## Given problem
Output every record word for word.

(Items from a labeling collection)
--------------------------------------------------

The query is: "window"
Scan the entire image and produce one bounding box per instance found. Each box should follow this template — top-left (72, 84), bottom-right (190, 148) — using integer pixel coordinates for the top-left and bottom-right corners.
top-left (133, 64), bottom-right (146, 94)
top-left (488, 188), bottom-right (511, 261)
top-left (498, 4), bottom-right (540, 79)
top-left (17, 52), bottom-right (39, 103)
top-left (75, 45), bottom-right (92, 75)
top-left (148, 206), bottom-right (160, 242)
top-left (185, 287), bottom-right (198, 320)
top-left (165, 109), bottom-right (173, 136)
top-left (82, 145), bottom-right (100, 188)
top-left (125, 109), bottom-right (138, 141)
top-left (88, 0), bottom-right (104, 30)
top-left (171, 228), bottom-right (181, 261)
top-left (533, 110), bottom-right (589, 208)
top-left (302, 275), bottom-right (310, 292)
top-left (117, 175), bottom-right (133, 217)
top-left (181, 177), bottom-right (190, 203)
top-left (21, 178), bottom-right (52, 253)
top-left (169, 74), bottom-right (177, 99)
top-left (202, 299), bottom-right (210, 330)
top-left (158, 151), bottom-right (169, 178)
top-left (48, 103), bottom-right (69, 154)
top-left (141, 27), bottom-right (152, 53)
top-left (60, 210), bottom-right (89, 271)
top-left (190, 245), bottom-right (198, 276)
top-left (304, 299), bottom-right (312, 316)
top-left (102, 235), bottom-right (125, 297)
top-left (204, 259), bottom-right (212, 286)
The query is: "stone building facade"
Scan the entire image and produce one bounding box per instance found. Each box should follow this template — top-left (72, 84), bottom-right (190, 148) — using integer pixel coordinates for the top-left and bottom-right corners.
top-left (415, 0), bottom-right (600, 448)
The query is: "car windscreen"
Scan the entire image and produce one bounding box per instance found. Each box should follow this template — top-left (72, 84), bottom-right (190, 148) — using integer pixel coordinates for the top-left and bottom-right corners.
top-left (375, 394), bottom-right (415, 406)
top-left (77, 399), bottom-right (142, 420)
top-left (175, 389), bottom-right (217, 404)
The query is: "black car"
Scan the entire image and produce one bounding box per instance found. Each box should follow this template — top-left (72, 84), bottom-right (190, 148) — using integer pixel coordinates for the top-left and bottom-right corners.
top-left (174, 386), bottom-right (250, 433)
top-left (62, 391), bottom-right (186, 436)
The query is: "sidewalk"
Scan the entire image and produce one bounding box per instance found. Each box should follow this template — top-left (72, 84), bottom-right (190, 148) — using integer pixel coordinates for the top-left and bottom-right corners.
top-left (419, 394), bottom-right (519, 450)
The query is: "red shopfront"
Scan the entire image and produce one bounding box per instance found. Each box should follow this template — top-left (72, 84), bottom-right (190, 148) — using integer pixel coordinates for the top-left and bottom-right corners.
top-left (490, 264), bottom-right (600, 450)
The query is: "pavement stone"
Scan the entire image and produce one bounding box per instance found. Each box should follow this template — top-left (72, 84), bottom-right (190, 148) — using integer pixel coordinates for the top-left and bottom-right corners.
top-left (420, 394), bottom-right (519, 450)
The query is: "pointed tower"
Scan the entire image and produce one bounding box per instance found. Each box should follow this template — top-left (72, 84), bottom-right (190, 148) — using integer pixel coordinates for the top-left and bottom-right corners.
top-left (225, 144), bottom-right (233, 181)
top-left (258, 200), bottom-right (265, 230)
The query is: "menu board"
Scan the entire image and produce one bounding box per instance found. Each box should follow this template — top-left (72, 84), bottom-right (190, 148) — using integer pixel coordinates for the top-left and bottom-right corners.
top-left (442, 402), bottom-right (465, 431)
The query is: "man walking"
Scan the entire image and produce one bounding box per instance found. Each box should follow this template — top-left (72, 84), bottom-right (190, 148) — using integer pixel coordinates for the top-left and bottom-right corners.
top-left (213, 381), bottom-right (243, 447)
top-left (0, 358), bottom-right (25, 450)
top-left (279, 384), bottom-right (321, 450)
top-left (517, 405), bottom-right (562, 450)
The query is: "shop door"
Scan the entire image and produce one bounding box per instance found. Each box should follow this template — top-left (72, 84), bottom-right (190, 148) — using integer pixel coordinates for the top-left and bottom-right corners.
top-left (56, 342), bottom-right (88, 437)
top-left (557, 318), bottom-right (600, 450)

--------------------------------------------------

## Solution to the problem
The query is: "window"
Scan the entire image and produce one bounding box per instance found. Each box should follow this template — top-left (72, 84), bottom-right (190, 148) — using integer pixel coordinates for the top-left and bottom-right corners.
top-left (133, 64), bottom-right (146, 94)
top-left (488, 188), bottom-right (511, 261)
top-left (498, 4), bottom-right (540, 79)
top-left (17, 52), bottom-right (39, 103)
top-left (75, 45), bottom-right (92, 75)
top-left (148, 206), bottom-right (160, 242)
top-left (185, 287), bottom-right (198, 320)
top-left (165, 109), bottom-right (173, 136)
top-left (82, 145), bottom-right (100, 188)
top-left (125, 109), bottom-right (138, 141)
top-left (88, 0), bottom-right (104, 30)
top-left (171, 228), bottom-right (181, 261)
top-left (533, 110), bottom-right (589, 208)
top-left (302, 275), bottom-right (310, 292)
top-left (117, 175), bottom-right (133, 217)
top-left (181, 177), bottom-right (190, 203)
top-left (21, 178), bottom-right (52, 253)
top-left (169, 74), bottom-right (177, 99)
top-left (202, 299), bottom-right (210, 330)
top-left (158, 151), bottom-right (169, 178)
top-left (48, 103), bottom-right (69, 154)
top-left (141, 27), bottom-right (152, 53)
top-left (60, 210), bottom-right (89, 271)
top-left (190, 245), bottom-right (198, 276)
top-left (304, 299), bottom-right (312, 316)
top-left (102, 235), bottom-right (125, 297)
top-left (204, 259), bottom-right (212, 286)
The query is: "stone building facade"
Scan the entire image and produce one bounding box per instance found. Each box should follow this template — top-left (72, 84), bottom-right (190, 148) — using integer pixel coordinates for the top-left and bottom-right corners.
top-left (415, 0), bottom-right (600, 448)
The query is: "car windscreen"
Scan the entire image and produce one bounding box per instance found. Each box should follow this template — top-left (72, 84), bottom-right (190, 148) — using integer pixel coordinates for the top-left and bottom-right corners.
top-left (375, 394), bottom-right (415, 406)
top-left (77, 399), bottom-right (142, 420)
top-left (175, 389), bottom-right (217, 404)
The query is: "black car"
Scan the entire image and produce one bounding box per instance found. Each box should follow this template — top-left (72, 84), bottom-right (190, 148) — using integer pixel coordinates for the top-left and bottom-right corners.
top-left (174, 386), bottom-right (250, 433)
top-left (62, 391), bottom-right (186, 436)
The query is: "sidewalk"
Scan the entire image and produce one bounding box per instance found. Each box should follow this template — top-left (72, 84), bottom-right (190, 148) — using integer pixel coordinates for the top-left and bottom-right corners.
top-left (419, 394), bottom-right (519, 450)
The query is: "red shopfront"
Scan the entire image and produce one bounding box per instance found. Each box should follow this template — top-left (72, 84), bottom-right (190, 148) — using integer pixel coordinates for the top-left and bottom-right corners.
top-left (490, 264), bottom-right (600, 450)
The query is: "pavement stone"
Scan the entire image and produce one bounding box per instance found. Each box should follow this template — top-left (72, 84), bottom-right (190, 148) — using integer pixel coordinates for the top-left and bottom-right corners.
top-left (420, 394), bottom-right (519, 450)
The query is: "pointed tower"
Scan the entire image and produce one bounding box per instance found. Each box should follow this template — top-left (72, 84), bottom-right (190, 148) — using integer pixel coordinates for the top-left and bottom-right corners.
top-left (225, 144), bottom-right (233, 181)
top-left (258, 200), bottom-right (265, 230)
The query is: "menu board"
Scan the entire image and produce one bounding box per instance found. Each box should follow this template — top-left (72, 84), bottom-right (190, 148) — using integer pixel coordinates for the top-left and bottom-right corners.
top-left (442, 402), bottom-right (465, 431)
The query is: "man walking"
Scan the entire image and produce one bounding box per instance found. Each box should follow this template — top-left (72, 84), bottom-right (190, 148) — using integer pixel coordinates for the top-left and bottom-right corners.
top-left (213, 381), bottom-right (243, 447)
top-left (0, 358), bottom-right (25, 450)
top-left (279, 384), bottom-right (321, 450)
top-left (517, 405), bottom-right (562, 450)
The query is: "shop door"
Scan the entire image and produce one bounding box per instance found. Each box should follow this template — top-left (72, 84), bottom-right (190, 148) — using integer pixel coordinates for the top-left and bottom-right corners.
top-left (56, 342), bottom-right (88, 437)
top-left (557, 318), bottom-right (600, 450)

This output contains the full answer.